To evaluate the osmoregulatory ability of eyedstage embryos of laboratory-reared chum salmon, Oncorhynchus keta, we examined changes in osmolality of the perivitelline fluid and blood following transfer to 50 and 100% seawater (SW), together with morphological changes in chloride cells present in the yolk sac membrane. Transfer to SW did not cause any significant change in the whole egg weight. However, the embryos shrank when the eggs were transferred to SW, whereas the perivitelline space increased at the expense of the embryo. Osmolality of the perivitelline fluid increased rapidly to reach environmental levels 3 h after transfer, indicating that the egg shell is permeable to ions and water. Blood osmolality increased after transfer to SW, reached a peak level at 3 h, and then decreased gradually. The chloride cells in the yolk sac membrane became activated following transfer, as shown by increased cell size and frequent appearance of apical openings. These results indicate that the eyed-stage embryos of chum salmon possess hypoosmoregulatory ability and that chloride cells in the yolk sac membrane may be involved in salt extrusion, in place of gill chloride cells, during the late embryonic stage.

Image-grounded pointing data

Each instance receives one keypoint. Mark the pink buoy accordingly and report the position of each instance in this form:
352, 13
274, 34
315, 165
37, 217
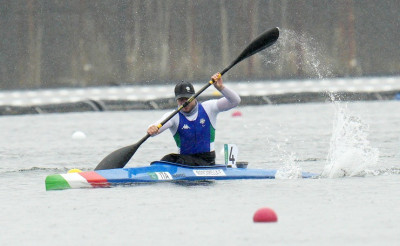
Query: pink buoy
265, 215
236, 114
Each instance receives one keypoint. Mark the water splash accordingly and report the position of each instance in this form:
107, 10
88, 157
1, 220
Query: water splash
350, 152
290, 170
299, 54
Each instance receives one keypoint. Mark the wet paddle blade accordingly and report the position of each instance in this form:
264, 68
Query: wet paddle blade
262, 42
119, 158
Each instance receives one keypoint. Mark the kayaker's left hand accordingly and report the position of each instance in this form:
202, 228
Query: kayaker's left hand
218, 83
152, 130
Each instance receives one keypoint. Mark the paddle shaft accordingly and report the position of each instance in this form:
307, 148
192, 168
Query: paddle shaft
119, 158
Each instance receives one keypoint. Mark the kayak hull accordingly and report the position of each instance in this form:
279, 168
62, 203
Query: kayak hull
158, 171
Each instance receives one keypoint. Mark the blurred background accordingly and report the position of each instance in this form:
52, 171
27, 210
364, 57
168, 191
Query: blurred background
55, 43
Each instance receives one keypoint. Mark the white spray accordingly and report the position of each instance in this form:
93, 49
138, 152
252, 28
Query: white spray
350, 152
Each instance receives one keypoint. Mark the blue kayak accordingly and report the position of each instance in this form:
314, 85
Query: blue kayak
158, 171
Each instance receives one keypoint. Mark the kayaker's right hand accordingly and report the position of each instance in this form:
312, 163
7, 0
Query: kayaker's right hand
152, 130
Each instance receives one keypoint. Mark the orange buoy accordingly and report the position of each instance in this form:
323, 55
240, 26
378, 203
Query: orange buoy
265, 215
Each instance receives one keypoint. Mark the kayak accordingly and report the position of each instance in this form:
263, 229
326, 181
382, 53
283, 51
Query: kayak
158, 171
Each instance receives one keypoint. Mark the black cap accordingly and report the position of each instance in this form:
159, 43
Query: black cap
184, 89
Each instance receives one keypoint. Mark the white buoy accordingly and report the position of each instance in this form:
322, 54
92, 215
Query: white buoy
78, 135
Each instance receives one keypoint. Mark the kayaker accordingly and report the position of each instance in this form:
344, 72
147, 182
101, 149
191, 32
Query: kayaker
193, 128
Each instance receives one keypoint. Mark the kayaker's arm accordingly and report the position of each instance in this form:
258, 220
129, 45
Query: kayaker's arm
230, 100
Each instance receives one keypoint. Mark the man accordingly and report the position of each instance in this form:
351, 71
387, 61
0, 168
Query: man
193, 128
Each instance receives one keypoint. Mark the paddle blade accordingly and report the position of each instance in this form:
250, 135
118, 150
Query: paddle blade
119, 158
263, 41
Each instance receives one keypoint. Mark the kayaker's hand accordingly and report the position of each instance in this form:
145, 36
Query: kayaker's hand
152, 130
218, 84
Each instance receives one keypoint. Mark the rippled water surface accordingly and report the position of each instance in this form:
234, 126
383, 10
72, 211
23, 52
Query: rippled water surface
355, 202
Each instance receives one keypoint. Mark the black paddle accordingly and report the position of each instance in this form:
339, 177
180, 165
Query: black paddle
120, 157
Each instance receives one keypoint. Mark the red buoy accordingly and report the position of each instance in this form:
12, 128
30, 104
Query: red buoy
265, 215
236, 114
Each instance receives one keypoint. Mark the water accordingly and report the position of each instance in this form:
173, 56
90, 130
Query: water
355, 202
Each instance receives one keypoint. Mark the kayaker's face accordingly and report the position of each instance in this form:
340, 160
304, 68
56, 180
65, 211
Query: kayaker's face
189, 107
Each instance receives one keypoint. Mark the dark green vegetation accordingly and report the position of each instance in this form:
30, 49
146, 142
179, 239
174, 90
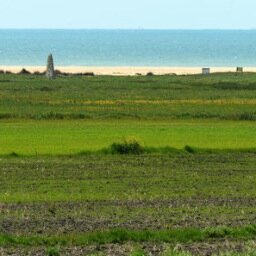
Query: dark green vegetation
156, 165
218, 96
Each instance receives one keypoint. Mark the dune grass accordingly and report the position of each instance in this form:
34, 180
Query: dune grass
218, 96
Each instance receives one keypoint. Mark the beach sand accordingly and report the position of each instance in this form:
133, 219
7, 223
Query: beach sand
123, 71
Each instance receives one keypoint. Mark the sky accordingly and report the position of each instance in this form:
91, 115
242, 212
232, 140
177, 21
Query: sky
128, 14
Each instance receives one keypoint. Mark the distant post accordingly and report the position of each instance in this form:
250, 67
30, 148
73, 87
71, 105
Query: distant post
206, 71
50, 68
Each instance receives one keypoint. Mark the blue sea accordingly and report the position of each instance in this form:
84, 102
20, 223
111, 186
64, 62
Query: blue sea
129, 47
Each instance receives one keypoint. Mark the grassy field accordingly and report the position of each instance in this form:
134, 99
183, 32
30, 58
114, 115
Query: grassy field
191, 191
53, 137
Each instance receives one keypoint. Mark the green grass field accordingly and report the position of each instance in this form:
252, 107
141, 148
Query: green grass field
72, 137
191, 191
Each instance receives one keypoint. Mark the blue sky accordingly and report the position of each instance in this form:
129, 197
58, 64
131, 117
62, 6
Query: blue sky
154, 14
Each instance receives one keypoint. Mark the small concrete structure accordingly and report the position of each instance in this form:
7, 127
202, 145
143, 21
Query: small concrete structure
206, 71
50, 73
239, 70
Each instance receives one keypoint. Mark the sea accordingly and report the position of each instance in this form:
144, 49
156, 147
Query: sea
177, 48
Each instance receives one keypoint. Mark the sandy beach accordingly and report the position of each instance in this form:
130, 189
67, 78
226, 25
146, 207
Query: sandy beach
122, 71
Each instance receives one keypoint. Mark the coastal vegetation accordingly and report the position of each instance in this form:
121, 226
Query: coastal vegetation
142, 165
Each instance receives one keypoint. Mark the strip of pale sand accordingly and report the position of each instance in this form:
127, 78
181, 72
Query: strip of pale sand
122, 71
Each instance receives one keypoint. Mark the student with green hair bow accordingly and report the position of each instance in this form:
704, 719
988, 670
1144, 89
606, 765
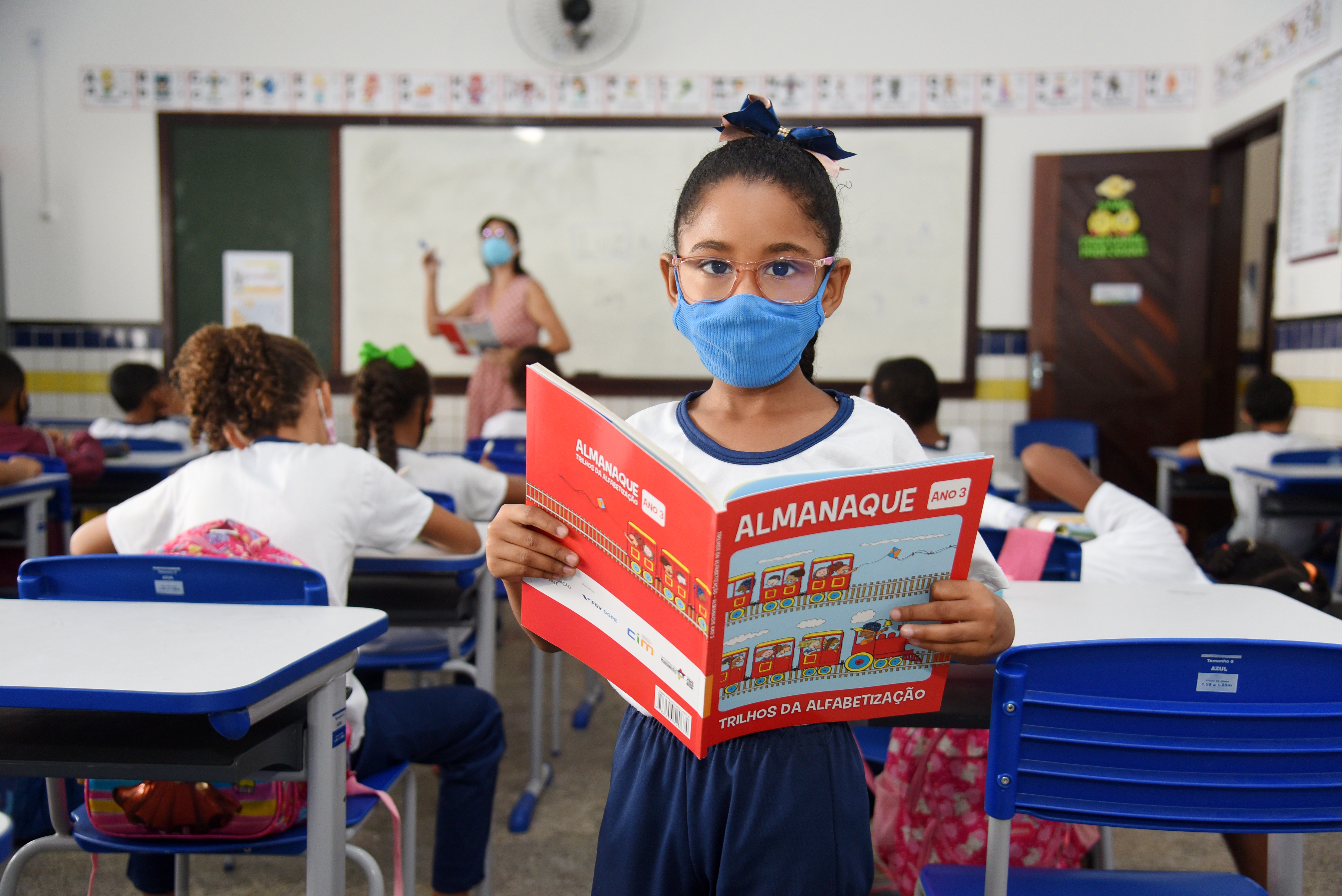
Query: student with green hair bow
394, 408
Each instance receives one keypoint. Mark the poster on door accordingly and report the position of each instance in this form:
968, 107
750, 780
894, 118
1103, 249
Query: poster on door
260, 289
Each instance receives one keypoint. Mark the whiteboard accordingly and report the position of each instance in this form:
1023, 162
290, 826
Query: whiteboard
595, 206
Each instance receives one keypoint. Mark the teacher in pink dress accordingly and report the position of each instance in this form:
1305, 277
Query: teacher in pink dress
513, 302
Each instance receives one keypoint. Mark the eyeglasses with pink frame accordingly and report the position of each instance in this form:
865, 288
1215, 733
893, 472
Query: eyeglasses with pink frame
786, 289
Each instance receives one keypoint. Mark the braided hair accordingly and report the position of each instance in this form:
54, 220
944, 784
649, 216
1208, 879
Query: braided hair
771, 162
1266, 565
256, 380
384, 395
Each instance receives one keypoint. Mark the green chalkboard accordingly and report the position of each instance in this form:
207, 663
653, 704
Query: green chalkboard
265, 188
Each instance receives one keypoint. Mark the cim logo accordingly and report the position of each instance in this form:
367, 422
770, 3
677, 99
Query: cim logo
952, 493
638, 639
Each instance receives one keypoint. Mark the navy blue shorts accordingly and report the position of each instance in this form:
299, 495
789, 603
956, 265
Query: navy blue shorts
778, 812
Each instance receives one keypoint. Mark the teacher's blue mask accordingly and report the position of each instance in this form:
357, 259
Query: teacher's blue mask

§ Task objective
For each statement, say yes or no to whether it agrees with the chum salmon text, and quote the deciding words: (a) Transfer to seawater caused a significant change in whole egg weight; (b) Blood osmolality peaked 3 hours after transfer to seawater; (c) The perivitelline space decreased when the eggs were moved to seawater.

§ Solution to the problem
(a) No: "Transfer to SW did not cause any significant change in the whole egg weight."
(b) Yes: "reached a peak level at 3 h"
(c) No: "the perivitelline space increased at the expense of the embryo"